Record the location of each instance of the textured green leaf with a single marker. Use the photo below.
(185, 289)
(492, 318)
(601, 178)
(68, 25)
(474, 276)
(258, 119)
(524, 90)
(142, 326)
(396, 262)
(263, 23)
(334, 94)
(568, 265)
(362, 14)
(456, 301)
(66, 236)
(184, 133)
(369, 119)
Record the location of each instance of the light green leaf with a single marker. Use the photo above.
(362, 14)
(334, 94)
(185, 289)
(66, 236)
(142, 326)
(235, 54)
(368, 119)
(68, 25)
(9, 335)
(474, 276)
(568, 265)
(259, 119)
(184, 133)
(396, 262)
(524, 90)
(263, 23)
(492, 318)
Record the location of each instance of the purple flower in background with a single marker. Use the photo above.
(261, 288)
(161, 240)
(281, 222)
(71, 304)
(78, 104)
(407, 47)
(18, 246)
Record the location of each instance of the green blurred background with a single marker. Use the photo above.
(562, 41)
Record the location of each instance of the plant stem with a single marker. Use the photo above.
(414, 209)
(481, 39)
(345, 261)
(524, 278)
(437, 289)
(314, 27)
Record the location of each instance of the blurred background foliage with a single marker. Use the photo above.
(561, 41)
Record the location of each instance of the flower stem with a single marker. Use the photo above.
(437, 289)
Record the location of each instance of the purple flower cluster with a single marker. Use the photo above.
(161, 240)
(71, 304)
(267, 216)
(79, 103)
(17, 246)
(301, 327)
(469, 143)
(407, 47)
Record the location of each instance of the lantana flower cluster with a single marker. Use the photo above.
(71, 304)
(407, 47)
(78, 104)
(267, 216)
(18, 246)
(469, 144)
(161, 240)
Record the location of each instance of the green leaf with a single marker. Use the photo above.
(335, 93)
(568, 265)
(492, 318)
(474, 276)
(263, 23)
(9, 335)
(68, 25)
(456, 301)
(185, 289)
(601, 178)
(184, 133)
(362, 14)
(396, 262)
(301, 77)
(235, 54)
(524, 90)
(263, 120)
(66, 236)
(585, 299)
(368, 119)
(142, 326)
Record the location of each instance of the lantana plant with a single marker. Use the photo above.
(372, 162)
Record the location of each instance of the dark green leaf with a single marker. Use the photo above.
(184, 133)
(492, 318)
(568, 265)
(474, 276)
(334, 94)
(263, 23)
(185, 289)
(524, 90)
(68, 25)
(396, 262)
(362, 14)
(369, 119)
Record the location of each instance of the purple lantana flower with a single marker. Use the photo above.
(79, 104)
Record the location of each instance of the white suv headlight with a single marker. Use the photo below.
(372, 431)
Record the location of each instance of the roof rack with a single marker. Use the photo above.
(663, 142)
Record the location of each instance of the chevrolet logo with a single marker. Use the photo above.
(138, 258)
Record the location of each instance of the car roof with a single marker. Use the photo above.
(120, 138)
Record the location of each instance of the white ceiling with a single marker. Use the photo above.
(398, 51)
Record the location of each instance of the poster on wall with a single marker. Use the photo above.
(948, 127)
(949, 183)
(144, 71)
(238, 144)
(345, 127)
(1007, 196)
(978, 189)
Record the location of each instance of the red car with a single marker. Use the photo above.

══════════════════════════════

# Exercise directions
Rewrite everything from the line containing "Record the location of each instance of the roof" down to the end of the listing, swapping "white ceiling" for "bright ceiling" and keeping the rest the same.

# Task answer
Record the location of each instance of the roof rack with a single marker. Use the photo above.
(663, 142)
Record the location of each instance of the chevrolet logo with a single marker. Use the photo above.
(138, 258)
Record the location of each instance of the car roof with a single marker. Use the photo above.
(120, 138)
Record the location of each instance of the bright ceiling with a single marker. Use the photo above.
(398, 51)
Record the location of each instance of the poster on wall with a single marker. Use the photo above.
(948, 127)
(949, 183)
(144, 71)
(238, 144)
(345, 127)
(1007, 196)
(978, 189)
Record the location of each instance of the red car with a single marker. Use the photo above.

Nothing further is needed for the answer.